*DATA SHOWN*:
········
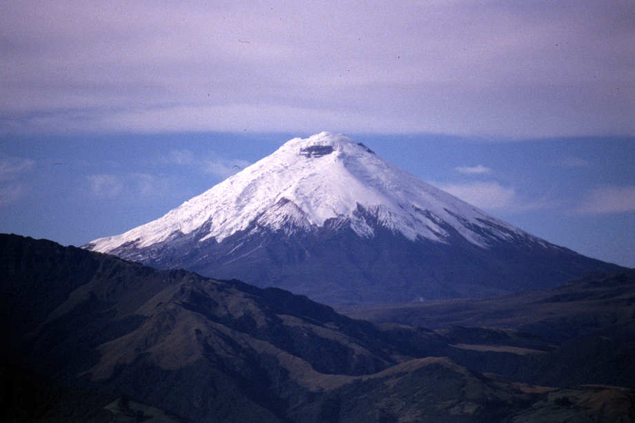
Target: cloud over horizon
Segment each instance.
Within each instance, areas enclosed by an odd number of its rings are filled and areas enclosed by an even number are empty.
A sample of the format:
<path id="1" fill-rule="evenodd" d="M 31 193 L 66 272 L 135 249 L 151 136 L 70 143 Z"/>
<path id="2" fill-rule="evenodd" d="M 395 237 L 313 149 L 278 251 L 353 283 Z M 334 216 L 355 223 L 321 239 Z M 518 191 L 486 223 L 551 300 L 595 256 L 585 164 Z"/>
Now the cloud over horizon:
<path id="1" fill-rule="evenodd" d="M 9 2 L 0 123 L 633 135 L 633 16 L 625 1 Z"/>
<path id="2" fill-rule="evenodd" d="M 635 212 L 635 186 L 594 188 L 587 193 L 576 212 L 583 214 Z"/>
········
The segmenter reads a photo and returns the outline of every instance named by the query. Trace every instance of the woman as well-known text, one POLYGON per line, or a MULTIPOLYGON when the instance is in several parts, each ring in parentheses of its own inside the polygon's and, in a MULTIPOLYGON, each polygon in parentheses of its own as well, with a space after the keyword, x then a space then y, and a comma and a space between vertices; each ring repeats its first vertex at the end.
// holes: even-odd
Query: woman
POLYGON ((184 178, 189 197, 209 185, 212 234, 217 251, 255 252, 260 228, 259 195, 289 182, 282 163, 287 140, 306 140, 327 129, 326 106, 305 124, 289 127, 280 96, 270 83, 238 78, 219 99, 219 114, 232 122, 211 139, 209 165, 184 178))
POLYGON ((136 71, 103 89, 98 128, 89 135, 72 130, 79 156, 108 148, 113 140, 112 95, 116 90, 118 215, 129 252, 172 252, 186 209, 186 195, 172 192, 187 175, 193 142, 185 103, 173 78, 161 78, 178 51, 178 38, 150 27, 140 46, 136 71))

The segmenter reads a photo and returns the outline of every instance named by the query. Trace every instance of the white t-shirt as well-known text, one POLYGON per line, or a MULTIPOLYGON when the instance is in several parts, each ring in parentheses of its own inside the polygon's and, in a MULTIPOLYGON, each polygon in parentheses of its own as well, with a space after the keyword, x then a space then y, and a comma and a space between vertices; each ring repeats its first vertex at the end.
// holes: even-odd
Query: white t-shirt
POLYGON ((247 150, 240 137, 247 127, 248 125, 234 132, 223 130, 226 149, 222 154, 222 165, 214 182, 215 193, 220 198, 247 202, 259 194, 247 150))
········
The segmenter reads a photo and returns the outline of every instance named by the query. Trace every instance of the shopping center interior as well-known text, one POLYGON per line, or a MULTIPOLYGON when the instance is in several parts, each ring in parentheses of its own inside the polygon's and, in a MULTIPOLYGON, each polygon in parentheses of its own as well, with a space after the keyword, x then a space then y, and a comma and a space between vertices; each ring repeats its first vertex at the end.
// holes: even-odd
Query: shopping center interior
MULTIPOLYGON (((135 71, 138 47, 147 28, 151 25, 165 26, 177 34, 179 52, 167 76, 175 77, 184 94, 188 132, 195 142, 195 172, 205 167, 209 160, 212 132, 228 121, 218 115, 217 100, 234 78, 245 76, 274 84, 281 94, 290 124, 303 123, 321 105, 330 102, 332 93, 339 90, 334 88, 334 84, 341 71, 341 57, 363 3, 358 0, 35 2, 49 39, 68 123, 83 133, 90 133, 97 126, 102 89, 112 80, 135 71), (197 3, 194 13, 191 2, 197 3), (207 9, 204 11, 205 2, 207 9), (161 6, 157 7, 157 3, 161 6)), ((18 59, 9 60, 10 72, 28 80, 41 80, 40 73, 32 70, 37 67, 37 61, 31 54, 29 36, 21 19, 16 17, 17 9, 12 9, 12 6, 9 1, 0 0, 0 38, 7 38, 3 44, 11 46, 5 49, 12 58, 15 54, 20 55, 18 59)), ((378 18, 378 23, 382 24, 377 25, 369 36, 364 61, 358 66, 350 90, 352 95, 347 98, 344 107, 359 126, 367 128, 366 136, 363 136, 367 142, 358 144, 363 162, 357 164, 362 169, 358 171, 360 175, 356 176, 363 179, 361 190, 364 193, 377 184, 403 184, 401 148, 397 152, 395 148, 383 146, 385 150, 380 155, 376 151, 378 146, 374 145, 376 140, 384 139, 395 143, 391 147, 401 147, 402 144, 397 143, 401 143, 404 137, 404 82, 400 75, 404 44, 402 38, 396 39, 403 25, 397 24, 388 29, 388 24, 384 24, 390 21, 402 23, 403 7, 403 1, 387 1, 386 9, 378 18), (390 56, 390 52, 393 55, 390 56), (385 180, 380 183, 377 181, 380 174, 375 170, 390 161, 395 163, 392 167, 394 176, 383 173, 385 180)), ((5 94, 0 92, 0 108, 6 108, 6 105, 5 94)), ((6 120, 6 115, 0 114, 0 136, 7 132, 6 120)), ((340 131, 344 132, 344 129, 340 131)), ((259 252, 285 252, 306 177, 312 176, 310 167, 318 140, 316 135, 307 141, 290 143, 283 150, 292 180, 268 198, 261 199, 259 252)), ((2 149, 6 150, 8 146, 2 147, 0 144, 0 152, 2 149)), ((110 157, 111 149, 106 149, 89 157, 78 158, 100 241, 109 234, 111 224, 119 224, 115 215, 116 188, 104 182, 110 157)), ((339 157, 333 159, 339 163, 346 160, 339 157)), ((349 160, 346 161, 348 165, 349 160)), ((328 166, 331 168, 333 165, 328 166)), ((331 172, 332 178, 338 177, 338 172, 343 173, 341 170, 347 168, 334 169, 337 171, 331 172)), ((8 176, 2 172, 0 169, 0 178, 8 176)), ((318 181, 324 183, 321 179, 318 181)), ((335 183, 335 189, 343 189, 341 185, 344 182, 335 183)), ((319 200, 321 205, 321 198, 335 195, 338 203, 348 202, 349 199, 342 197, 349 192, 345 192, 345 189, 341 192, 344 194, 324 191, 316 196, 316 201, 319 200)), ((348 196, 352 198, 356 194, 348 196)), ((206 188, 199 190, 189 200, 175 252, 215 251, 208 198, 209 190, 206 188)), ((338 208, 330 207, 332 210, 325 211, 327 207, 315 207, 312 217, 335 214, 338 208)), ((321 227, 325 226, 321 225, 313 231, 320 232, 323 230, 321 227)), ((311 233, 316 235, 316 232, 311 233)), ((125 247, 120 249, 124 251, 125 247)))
········
*PROMPT*:
Put the lines of the data from the line containing "Target: cloud over horizon" up to and including the line containing "Now the cloud" into a numbered list, leaving out any blank lines.

*WORKED SOLUTION*:
1. Target: cloud over horizon
2. Segment each instance.
3. Within each instance, areas enclosed by an odd number of its rings are filled and areas enclosed by an even number are empty.
4. A sample of the format:
5. <path id="1" fill-rule="evenodd" d="M 31 193 L 66 272 L 135 249 L 151 136 L 70 143 Z"/>
6. <path id="2" fill-rule="evenodd" d="M 395 237 L 313 149 L 278 251 L 353 283 Z M 334 216 L 355 223 L 321 239 Z M 518 191 L 486 223 L 551 300 L 595 256 L 585 164 Z"/>
7. Now the cloud over horizon:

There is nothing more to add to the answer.